── Source document ──
Slovenian academic administrator

Majda Pajnkihar (born 28 August 1959) is former Dean of the Faculty of Health Sciences at the University of Maribor, Slovenia. She is one of the founding members of Udine-C Network (Understanding Development Issues in Nurse Educator Careers), an international research group with the main interest in nursing careers.

==Education==
Pajnkihar is a Registered Nurse with a Bachelor of Organizational Sciences and a Master of Organizational Sciences from the University of Maribor and a PhD in nursing from the University of Manchester.

==Career==
Pajnkihar was the first Slovenian to obtain a Nursing PhD in Slovenia and led the establishment of the first Nursing PhD program there. On her initiative the first Institute for Nursing in Slovenia was established in 1996. Pajnkihar was the first head of the Institute for Nursing, which aims to recognize nursing as a scientific discipline and a profession.
───
[Exercise aim]:
Write what comes next in the biography of Majda Pajnkihar, starting after its last sentence. The data after this is separate material and has no connection to the biography above.
── Supplied data ──
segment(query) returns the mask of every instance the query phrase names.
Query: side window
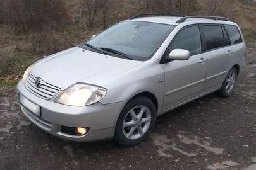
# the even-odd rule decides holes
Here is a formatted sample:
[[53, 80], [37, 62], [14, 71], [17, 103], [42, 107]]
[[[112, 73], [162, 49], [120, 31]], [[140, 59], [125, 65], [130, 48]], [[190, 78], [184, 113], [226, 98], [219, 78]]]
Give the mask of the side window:
[[243, 42], [240, 34], [239, 33], [238, 29], [235, 25], [225, 25], [226, 29], [227, 29], [228, 35], [229, 35], [231, 44], [237, 44]]
[[199, 27], [195, 26], [183, 30], [171, 45], [170, 52], [174, 49], [187, 50], [190, 55], [200, 54], [202, 48]]
[[223, 31], [223, 34], [224, 34], [224, 41], [225, 43], [225, 45], [231, 45], [230, 40], [228, 39], [227, 32], [226, 31], [226, 30], [223, 26], [222, 26], [222, 31]]
[[221, 26], [204, 25], [202, 26], [206, 45], [206, 50], [224, 46], [223, 31]]

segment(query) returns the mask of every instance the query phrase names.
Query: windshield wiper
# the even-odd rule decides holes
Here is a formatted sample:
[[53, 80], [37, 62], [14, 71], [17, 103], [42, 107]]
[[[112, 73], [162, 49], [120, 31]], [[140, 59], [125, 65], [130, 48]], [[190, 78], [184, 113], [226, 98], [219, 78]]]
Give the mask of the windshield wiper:
[[98, 51], [98, 52], [99, 52], [101, 53], [103, 53], [103, 54], [106, 54], [106, 55], [109, 55], [109, 53], [106, 52], [105, 50], [102, 50], [100, 48], [97, 48], [96, 47], [94, 47], [94, 46], [93, 46], [93, 45], [90, 45], [89, 43], [84, 43], [83, 45], [88, 47], [89, 47], [89, 48], [92, 48], [92, 49], [95, 50], [97, 50], [97, 51]]
[[119, 51], [112, 49], [112, 48], [103, 48], [103, 47], [101, 47], [100, 48], [104, 50], [104, 51], [107, 51], [107, 52], [111, 52], [111, 53], [113, 53], [113, 54], [116, 54], [120, 55], [121, 55], [123, 57], [125, 57], [125, 58], [128, 59], [130, 60], [133, 60], [133, 58], [129, 57], [125, 53], [123, 53], [123, 52], [119, 52]]

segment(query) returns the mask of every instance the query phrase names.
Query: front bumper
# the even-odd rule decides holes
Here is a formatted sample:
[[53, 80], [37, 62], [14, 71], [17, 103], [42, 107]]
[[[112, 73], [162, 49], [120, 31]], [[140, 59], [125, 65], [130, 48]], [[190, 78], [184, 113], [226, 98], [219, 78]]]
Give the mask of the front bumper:
[[[25, 105], [20, 104], [24, 115], [34, 124], [55, 136], [76, 142], [92, 142], [113, 138], [116, 123], [125, 102], [103, 105], [101, 103], [84, 107], [63, 105], [43, 99], [30, 92], [22, 81], [17, 86], [18, 96], [40, 106], [40, 116], [34, 114]], [[57, 95], [56, 95], [57, 96]], [[55, 96], [56, 97], [56, 96]], [[27, 103], [27, 105], [28, 105]], [[62, 127], [89, 127], [84, 136], [61, 132]]]

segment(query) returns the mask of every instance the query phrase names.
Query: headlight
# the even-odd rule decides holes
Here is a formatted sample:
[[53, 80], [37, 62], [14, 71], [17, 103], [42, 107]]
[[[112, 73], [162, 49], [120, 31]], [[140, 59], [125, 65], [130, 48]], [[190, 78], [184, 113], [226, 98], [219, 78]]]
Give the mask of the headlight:
[[34, 65], [34, 64], [33, 64], [30, 65], [30, 66], [29, 66], [27, 69], [26, 71], [24, 73], [23, 77], [22, 78], [22, 81], [23, 82], [26, 82], [27, 79], [28, 78], [28, 76], [29, 75], [29, 73], [30, 72], [31, 70], [33, 69]]
[[100, 101], [107, 93], [104, 88], [78, 83], [61, 93], [55, 102], [73, 106], [84, 106]]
───
[Answer to the exercise]:
She is a member of Sigma Theta Tau the Honor Society of Nursing.

Pajnkihar’s clinical area is child and adolescent nursing.

She has a special interest in nursing theories and research on caring, qualitative research and evidence-based nursing in the area of patient safety, diabetes and efficient patient care.

==Awards==
Pajnkihar is a Fellow (2018) of the American Academy of Nursing and a Fellow of the European Academy of Nursing Sciences.

==Publications==
Pajnkihar has 25 publications listed on Web of Science that have been cited more than 150 times, giving her an h-index of 7. Her three most-cited articles are:
- Brxan, PP (2016). "Mobile Applications for Control and Self Management of Diabetes: A Systematic Review"
- Vrbnjak, D (2016). "Barriers to reporting medication errors and near misses among nurses: A systematic review"
- Stiglic, G (2016). "Validation of the Finnish Diabetes Risk Score (FINDRISC) questionnaire for undiagnosed type 2 diabetes screening in the Slovenian working population"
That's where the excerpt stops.